* PARTIES DE L'EXERCICE
1. D'après le texte sur la protection des droits humains en Afrique, combien de membres composent la Commission Africaine ?
2. Donnez, s'il vous plaît, la suite du texte sur la protection des droits humains en Afrique, en reprenant après sa dernière phrase.

* SOURCE
================================

Alors que le processus de présentation des rapports est bien élaboré, il repose en grande partie dans les mains du gouvernement. La participation des ONG reste faible. L’examen des rapports des Etats Parties n’est pas supposé viser la confrontation, mais plutôt se faire d’une manière qui promet le dialogue constructif entre les Etats Parties et le Comité.
La Cour Africaine des Droits Humains et des Peuples est une approche de dernier recours - lorsque tous les autres remèdes locaux n’ont pas réussi à donner des résultats satisfaisants. En attendant la création totale de la Cour Africaine, la Commission Africaine des Droits Humains et des Peuples sera saisie des dossiers d’interprétation provenant de l’application du Protocole. La Commission Africaine a été créée sous l’article 30 de la Charte Africaine.
La première responsabilité de la Commission est de promouvoir et d’assurer la protection des droits humains sur le continent. Ses quatre domaines de mandat sont: les activités promotionnelles, les activités protectives, l’examen des rapports des Etats Parties et l’interprétation de la Charte Africaine. La Commission Africaine tient des sessions régulières deux fois par an, autour d’avril et novembre, et elle peut tenir des sessions extraordinaires.
La Commission Africaine est composée de onze membres qui servent à temps partiel à la Commission. Ce sont des experts indépendants et ils agissent en qualité personnelle plutôt qu’en tant que représentants de leurs gouvernements. L’intégration du Protocole dans le mécanisme de mise en œuvre de la Charte Africaine est consistante avec les dispositions de la Charte elle-même. Et elle va assurer que les femmes dont les droits ont été violés sous le Protocole auront un recours final à la Cour Africaine pour que leurs droits soient établis et appliqués. En outre, les individus, autres que les victimes elles-mêmes, et les ONG de droits humains peuvent apporter une plainte à la Commission au nom des victimes.
L’un des défis auxquels l’appropriation fait face est la multiplicité des systèmes juridiques dans les pays africains. Alors que dans le cas d’un petit nombre de pays les traités internationaux deviennent automatiquement une partie de la loi nationale une fois qu’ils sont ratifiés, dans la majorité des cas, le traité devra être promulgué par un acte du parlement pour le rendre effectif dans ces pays.

================================

* DONNÉES EXTRAITES
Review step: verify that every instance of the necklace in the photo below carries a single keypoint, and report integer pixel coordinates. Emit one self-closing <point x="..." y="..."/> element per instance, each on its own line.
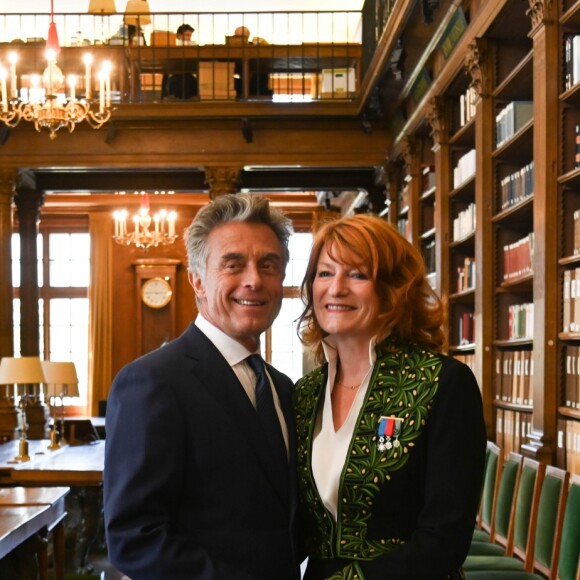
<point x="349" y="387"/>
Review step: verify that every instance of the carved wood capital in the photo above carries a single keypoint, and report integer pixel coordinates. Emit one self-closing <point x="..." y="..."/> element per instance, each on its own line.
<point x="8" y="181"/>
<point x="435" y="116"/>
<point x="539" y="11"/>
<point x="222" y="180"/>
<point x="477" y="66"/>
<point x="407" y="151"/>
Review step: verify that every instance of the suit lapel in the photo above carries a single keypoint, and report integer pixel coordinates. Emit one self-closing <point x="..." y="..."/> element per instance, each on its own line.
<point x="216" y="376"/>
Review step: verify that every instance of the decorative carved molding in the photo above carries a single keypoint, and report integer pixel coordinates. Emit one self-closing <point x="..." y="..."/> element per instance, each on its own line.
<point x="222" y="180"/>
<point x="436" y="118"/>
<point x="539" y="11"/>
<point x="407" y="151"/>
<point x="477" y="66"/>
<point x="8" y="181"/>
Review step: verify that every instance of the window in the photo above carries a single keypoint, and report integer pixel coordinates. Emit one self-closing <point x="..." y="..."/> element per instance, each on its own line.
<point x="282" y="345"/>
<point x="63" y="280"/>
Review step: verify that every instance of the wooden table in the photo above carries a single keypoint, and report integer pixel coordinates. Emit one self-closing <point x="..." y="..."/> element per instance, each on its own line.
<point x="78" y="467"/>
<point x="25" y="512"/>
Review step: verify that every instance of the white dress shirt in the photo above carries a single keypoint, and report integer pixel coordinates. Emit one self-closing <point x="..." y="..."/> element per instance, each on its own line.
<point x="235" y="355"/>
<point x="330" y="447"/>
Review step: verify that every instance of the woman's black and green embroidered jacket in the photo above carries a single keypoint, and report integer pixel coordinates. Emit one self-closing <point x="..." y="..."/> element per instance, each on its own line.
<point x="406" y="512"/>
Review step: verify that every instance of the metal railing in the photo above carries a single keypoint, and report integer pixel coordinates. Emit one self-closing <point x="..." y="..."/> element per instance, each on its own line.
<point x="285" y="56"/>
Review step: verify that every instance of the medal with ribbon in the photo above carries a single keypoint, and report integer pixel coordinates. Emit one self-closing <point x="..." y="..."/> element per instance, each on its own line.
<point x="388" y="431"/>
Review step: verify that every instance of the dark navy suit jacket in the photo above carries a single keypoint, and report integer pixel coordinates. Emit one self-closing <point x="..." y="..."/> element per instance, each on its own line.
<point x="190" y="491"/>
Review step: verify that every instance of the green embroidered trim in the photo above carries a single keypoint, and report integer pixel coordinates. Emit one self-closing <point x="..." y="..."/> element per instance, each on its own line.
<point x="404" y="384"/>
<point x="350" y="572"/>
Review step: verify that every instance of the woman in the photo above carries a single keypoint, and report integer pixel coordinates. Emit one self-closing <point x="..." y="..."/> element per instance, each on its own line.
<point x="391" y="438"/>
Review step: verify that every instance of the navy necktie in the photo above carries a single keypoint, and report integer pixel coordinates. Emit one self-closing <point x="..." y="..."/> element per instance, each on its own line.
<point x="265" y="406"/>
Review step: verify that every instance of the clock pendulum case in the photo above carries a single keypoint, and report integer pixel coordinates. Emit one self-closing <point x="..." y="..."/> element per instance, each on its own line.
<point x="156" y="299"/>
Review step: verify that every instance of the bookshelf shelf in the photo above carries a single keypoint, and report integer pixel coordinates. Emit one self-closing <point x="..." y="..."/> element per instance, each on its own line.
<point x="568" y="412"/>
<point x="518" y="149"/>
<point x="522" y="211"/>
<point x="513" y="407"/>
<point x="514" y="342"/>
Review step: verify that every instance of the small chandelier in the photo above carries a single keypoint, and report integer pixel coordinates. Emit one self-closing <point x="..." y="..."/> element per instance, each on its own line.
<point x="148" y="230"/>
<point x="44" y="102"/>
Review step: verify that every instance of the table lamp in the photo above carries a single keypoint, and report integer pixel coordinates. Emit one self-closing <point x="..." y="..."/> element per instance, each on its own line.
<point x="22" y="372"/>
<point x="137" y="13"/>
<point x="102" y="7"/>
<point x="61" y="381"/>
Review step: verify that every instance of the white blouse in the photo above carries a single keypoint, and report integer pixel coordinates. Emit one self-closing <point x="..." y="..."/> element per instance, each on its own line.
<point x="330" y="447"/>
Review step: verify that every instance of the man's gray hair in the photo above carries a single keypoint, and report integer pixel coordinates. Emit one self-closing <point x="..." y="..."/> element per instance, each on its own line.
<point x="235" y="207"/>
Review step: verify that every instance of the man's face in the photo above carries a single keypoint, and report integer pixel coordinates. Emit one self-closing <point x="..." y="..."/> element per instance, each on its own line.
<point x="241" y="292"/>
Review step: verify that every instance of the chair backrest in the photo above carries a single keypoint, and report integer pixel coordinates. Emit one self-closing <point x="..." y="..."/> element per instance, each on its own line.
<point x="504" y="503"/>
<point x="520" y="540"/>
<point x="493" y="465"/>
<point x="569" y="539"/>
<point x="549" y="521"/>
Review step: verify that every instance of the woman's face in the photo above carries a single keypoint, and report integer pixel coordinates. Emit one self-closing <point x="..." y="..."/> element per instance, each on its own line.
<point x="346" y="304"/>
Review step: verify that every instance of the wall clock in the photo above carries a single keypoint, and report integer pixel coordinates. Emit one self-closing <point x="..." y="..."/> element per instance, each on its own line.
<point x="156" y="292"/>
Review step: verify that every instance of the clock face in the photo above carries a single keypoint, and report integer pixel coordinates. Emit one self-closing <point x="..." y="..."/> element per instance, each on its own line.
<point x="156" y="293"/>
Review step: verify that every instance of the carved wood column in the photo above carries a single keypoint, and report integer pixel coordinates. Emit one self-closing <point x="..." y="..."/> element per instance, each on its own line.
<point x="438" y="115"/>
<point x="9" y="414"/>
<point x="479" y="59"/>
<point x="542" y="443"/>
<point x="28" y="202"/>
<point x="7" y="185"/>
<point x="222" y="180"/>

================================

* RÉSULTATS DANS L'ORDRE
1. Onze membres, qui y servent à temps partiel.

2.
Il est encourageant de savoir que l’Acte Constitutif de l’Union Africaine réhabilitée qui a remplacé l’Organisation de l’Unité Africaine et la création de la Cour Africaine des Droits Humains et des Peuples ont rendu plus facile aux défenseurs des droits de la femme de presser plus ouvertement pour l’application plus vigoureuse des instruments.
Unique au Protocole
Les forces du Protocole incluent le fait qu’il est intervenu après beaucoup d’autres traités, ce qui lui a donné l’avantage d’en tirer les meilleurs options tout en considérant les questions qu’ils avaient omises. Le Protocole est étroitement modelé sur la CEDAW et à cet égard il y a plus de ressemblances que de différences entre les deux instruments. Les différences sont essentiellement dans ces domaines de préoccupation de la femme africaine qui avaient été mentionnés de façon abstraite dans CEDAW ou pas du tout mentionnés. Il a aussi l’avantage de pouvoir apprendre des expériences précédentes dans le sens qu’il pourrait s’inspirer des évolutions de CEDAW. Il cite des droits spécifiques et définit la violence contre la femme. Il donne une définition inclusive de la femme pour y inclure la petite fille. Il est spécifique à la culture et ainsi il a beaucoup de valeur pour défier les pratiques culturelles négatives.
Contrairement au Protocole, CEDAW ne fait pas d’obligations explicites sur les Etats de mettre à côté des ressources afin d’éliminer la discrimination contre la femme, ou de punir les personnes ou les organisations qui perpètrent la discrimination contre la femme.
Quand la rédaction du projet du Protocole de l’UA sur la femme a commencé, il y avait au départ une résistance farouche avec l’argument que la femme en Afrique n’a pas besoin d’un Protocole séparé et qu’un paragraphe sur la non-discrimination contre la femme dans l’CADHP suffirait pour prendre soin des questions de droits de la femme qui y étaient omises.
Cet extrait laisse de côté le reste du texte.